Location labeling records
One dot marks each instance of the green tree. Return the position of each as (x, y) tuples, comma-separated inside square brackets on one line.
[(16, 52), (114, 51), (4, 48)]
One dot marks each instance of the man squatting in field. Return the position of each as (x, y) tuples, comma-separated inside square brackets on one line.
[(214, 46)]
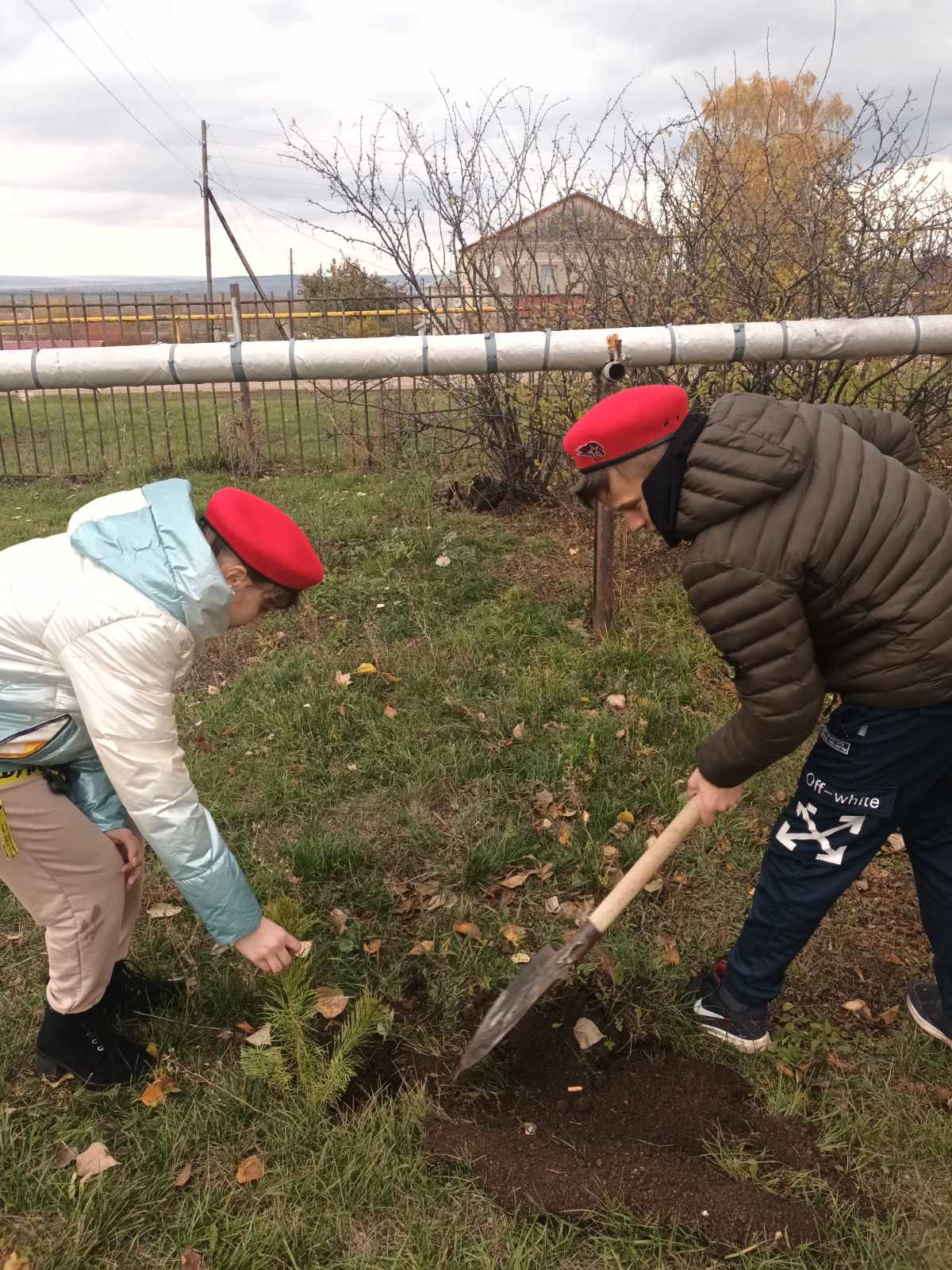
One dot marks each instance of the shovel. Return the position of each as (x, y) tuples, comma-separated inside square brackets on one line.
[(552, 964)]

= TASK DETAILS =
Repeat the listing word for word, starting at the line that contains "One dot marks each instance of the man" and continuing through its last line. Leave out the pictures.

= TASK SOLUTION =
One dot marks each instance of the man squatting in field. Return the position of each as (x, y) tuples, comma-separated inside square brackets on one line.
[(214, 46)]
One dot marks each instance of the shovel. Return the position of each as (x, y) tuples, comma-separated inside square brackets on one line.
[(552, 964)]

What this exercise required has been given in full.